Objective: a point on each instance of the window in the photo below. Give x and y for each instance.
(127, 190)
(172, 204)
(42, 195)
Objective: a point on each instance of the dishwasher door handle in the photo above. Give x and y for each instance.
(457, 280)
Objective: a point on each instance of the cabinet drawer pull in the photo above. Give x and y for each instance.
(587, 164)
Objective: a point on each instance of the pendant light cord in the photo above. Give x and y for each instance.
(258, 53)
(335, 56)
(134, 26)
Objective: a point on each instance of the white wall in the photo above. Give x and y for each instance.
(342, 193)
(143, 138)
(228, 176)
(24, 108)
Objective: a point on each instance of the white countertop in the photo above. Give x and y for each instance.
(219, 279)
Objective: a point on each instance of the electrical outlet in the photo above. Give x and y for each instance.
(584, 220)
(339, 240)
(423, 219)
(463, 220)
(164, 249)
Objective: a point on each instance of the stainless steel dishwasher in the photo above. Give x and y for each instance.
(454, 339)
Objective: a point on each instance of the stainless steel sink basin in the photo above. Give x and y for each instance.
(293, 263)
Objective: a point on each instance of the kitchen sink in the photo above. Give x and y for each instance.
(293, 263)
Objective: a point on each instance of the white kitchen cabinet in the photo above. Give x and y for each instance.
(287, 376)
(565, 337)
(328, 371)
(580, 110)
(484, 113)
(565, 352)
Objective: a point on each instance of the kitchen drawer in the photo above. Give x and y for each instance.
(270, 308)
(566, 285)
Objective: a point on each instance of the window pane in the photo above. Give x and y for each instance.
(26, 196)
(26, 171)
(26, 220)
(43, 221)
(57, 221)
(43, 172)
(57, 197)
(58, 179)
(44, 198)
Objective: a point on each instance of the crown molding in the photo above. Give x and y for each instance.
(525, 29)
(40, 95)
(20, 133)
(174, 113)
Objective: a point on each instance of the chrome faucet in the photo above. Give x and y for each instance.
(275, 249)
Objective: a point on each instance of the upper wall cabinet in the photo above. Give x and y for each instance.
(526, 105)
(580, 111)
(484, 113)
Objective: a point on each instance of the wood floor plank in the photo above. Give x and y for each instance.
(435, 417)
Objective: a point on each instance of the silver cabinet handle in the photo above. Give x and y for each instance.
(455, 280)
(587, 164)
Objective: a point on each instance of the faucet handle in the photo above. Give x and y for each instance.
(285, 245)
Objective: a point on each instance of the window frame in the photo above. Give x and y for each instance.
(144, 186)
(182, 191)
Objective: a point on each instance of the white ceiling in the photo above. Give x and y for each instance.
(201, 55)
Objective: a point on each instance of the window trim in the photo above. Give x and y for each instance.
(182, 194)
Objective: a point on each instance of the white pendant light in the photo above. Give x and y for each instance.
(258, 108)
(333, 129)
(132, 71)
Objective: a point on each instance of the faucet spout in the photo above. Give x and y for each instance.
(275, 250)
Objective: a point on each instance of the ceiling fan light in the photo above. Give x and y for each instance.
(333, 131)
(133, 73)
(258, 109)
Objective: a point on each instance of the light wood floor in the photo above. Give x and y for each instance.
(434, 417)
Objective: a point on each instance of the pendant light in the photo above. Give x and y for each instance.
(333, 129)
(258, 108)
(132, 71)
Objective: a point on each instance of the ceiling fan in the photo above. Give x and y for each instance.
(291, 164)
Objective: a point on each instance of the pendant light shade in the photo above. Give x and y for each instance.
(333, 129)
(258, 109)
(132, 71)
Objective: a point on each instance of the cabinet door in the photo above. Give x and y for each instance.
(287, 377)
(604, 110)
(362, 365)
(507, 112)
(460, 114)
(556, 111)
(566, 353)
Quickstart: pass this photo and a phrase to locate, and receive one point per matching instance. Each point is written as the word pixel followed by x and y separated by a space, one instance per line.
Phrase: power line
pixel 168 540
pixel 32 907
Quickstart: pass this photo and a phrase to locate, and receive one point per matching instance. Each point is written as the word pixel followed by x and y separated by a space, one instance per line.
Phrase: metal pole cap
————
§ What this task involves:
Reproduce the records above exactly as they appear.

§ Correct output:
Objective: a point on each instance of the window in the photo below. Give x and y for each instance.
(127, 190)
(172, 204)
(42, 195)
Objective: a point on each instance of the dishwasher door handle in the photo above. Give x and y for each instance.
(457, 280)
Objective: a point on each instance of the cabinet drawer pull in the photo above. Give x and y for each instance.
(587, 164)
Objective: a point on each instance of the pendant light cord in the photo above. Give x and y for each instance.
(258, 53)
(335, 56)
(134, 26)
Objective: a point on each instance of the white wall in the photo above. Give x and y for each instance.
(342, 193)
(143, 138)
(228, 176)
(24, 108)
Objective: a point on each instance of the white countertop in the photo above. Give x and y for each instance.
(219, 279)
Objective: a point on each instance of the electrical outlet in the photo above. Give x and y for each instance.
(584, 220)
(339, 240)
(423, 219)
(463, 220)
(164, 249)
Objective: a point on each instance of the stainless steel dishwasher in the photo above. Give x and y for each instance.
(454, 339)
Objective: a point on each instance of the stainless steel sink basin in the photo above. Give x and y for each instance.
(293, 263)
Objective: a point on each instance of the kitchen sink in the photo above. Give x and y for each instance.
(293, 263)
Objective: a point on each instance of the white kitchen cabinet in the photo above. Give x and y for each instance.
(287, 376)
(565, 337)
(328, 371)
(580, 110)
(484, 113)
(565, 352)
Objective: a point on each instance of the kitchen drawer in the photo above. Give x and y for each instance.
(270, 308)
(566, 285)
Objective: a point on each instance of the window pane in the photo above. Give x and y for each instance.
(26, 196)
(26, 171)
(26, 220)
(43, 221)
(57, 221)
(43, 172)
(57, 197)
(58, 179)
(44, 198)
Objective: a point on each instance of the crown molding in the photo above. Give x and y for each instance.
(525, 29)
(40, 95)
(20, 133)
(174, 113)
Objective: a point on each instance of the chrome faucet in the photo above. Give x and y for each instance.
(275, 249)
Objective: a point on each instance of the upper wall cabinet in the photo above. Give x and y for each instance.
(526, 105)
(580, 111)
(484, 113)
Objective: a point on each instance of the wood floor plank in the photo above. Give x and y for each instance.
(435, 417)
Objective: a point on each instance of the silver cabinet handle in the photo above. Give x and y for each instance.
(455, 280)
(587, 164)
Objective: a point on each instance of the faucet handle in the photo above. Give x and y for each instance.
(285, 245)
Objective: a point on each instance of the window frame in the photo above. Give x and y for each instance.
(144, 186)
(182, 191)
Objective: a point on each instance of the white ceiling in the photo above. Give x and y for each instance.
(201, 55)
Objective: a point on each instance of the window trim in the photo above. Give x and y for each instance.
(182, 194)
Objective: a point on each instance of the white pendant light in the photo above. Give x and y for each instance.
(258, 108)
(333, 129)
(132, 71)
Objective: a point on each instance of the faucet spout in the photo above. Give x and y for each instance.
(275, 250)
Objective: a point on each instance of the ceiling fan light in the photo above. Give x and y for each instance.
(333, 131)
(133, 73)
(258, 109)
Objective: a point on each instance of the light wood floor in the photo above. Give x and y for each instance.
(434, 417)
Objective: a point on each instance of the pendant light in the photo above. Give x and y for each instance.
(333, 129)
(258, 108)
(132, 71)
Objective: a point on each instance of the ceiling fan in the photo above. Give x and y for each instance.
(291, 164)
Objective: a point on each instance of the pendant light shade in the photo above. Give x and y for each instance.
(333, 129)
(258, 109)
(132, 71)
Objective: a point on each instance of the cabinet door in the photo above. Give x and y for each instance.
(287, 377)
(604, 110)
(362, 365)
(507, 112)
(460, 114)
(556, 111)
(566, 353)
Quickstart: pass this photo and a phrase to locate, and receive one point per matching instance. Each point is written as the word pixel followed by x and y separated by a space, one instance per line.
Phrase: power line
pixel 168 540
pixel 32 907
Quickstart: pass this photo and a phrase to locate, and receive one point per matching instance. Each point is written as the word pixel followed by x and y separated by a space, one instance per line.
Phrase: metal pole cap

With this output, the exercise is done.